» What the exercise asks
Repeat each of the items below word for word, leaving every line unchanged.

» Records to use
----------------------------------------
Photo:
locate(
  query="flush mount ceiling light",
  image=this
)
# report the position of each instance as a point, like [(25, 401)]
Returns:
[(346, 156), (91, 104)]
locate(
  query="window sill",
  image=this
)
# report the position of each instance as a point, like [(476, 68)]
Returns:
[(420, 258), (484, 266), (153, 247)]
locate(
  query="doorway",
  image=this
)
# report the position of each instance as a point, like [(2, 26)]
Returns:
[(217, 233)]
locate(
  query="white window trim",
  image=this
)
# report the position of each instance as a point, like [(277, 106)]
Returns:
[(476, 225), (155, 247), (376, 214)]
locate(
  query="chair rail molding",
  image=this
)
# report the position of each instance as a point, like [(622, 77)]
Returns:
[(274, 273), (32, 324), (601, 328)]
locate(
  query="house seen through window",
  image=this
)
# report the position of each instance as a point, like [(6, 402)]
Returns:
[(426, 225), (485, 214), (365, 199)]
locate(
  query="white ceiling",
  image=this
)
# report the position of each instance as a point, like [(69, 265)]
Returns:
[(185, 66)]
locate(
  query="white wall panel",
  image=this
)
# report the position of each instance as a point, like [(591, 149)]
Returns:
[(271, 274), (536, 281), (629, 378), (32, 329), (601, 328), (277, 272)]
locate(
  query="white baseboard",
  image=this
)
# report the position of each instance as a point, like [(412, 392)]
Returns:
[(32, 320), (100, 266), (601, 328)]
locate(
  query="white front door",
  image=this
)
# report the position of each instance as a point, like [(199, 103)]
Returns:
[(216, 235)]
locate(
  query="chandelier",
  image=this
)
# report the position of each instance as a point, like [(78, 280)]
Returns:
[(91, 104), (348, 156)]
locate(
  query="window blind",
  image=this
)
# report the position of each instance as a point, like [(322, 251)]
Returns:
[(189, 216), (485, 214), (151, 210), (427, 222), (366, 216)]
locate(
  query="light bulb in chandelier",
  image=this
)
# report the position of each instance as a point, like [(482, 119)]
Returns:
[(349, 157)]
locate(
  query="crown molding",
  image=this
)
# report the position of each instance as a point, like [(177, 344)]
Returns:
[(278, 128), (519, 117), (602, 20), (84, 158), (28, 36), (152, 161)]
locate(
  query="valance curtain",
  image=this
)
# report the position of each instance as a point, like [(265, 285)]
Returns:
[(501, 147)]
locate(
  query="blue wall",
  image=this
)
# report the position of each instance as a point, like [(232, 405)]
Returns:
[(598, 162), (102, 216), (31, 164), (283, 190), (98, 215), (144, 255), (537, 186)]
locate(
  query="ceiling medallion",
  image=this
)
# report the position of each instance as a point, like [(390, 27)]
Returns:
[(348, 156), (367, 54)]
----------------------------------------
» Expected answer
Photo:
locate(
  query="flush mount ceiling light",
  image=this
)
# report the position of each instance as a point, like [(25, 401)]
Returns:
[(346, 156), (91, 104)]
locate(
  query="window sill",
  image=this
)
# report the position of each instance as a point, like [(476, 68)]
Returns:
[(420, 258), (484, 266), (153, 247)]
locate(
  query="doorway",
  image=this
)
# report the position of each instance as a point, like [(2, 26)]
Returns:
[(217, 233)]
locate(
  query="white window trim",
  image=this
)
# report the position of each instance as a point, like [(277, 106)]
Returns:
[(476, 225), (155, 247), (376, 214)]
locate(
  query="chair rail molding",
  image=this
)
# report the position of each instance as a point, like [(622, 77)]
Returns:
[(274, 273), (32, 324), (601, 328)]
locate(
  query="house seen through window",
  image=this
)
# report the position of each instance as a point, like [(6, 402)]
Returns:
[(426, 225), (485, 214), (365, 199)]
locate(
  query="white ceiling",
  image=this
)
# report the position of each instance as a point, like [(69, 265)]
Returns:
[(185, 66)]
locate(
  query="white wall panel",
  image=this
)
# report the position of each instance as a point, like [(591, 149)]
Returns:
[(271, 274), (536, 281), (629, 378), (32, 329), (601, 328), (277, 272)]
locate(
  query="white baseboard",
  image=this
)
# report the position of each instance as a point, like [(412, 392)]
Returns:
[(32, 320), (100, 266), (601, 328)]
locate(
  query="white front door",
  image=this
)
# report the position of each instance as a point, like [(199, 103)]
Returns:
[(216, 235)]
locate(
  query="chandelier",
  image=this
)
# report the position of each instance as a point, like [(78, 280)]
Returns:
[(91, 104), (348, 156)]
locate(
  query="window blind",
  image=this
)
# report the position of each instance as a point, like [(322, 251)]
Returns:
[(189, 216), (485, 214), (151, 210), (427, 222), (366, 216)]
locate(
  query="light bulb in chandelier",
  image=this
)
# report the position of each instance as a point, like [(482, 119)]
Returns:
[(349, 157)]
locate(
  query="crown molding",
  image=this
)
# report the position of each instance as a point, like [(177, 344)]
Returns:
[(278, 128), (519, 117), (602, 20), (84, 158), (28, 36), (152, 161)]
locate(
  query="valance curtain",
  image=this
)
# report the position of each instance as a point, like [(265, 285)]
Returns:
[(501, 147)]
locate(
  query="blue wall",
  image=this
)
# report the position of each instance as a point, like [(232, 405)]
Returns:
[(598, 162), (102, 216), (31, 164), (283, 190), (98, 215), (144, 255), (537, 186)]
locate(
  query="ceiling medallion",
  image=this
)
# report the position of each instance as a point, like [(390, 27)]
Returns:
[(348, 156), (367, 54)]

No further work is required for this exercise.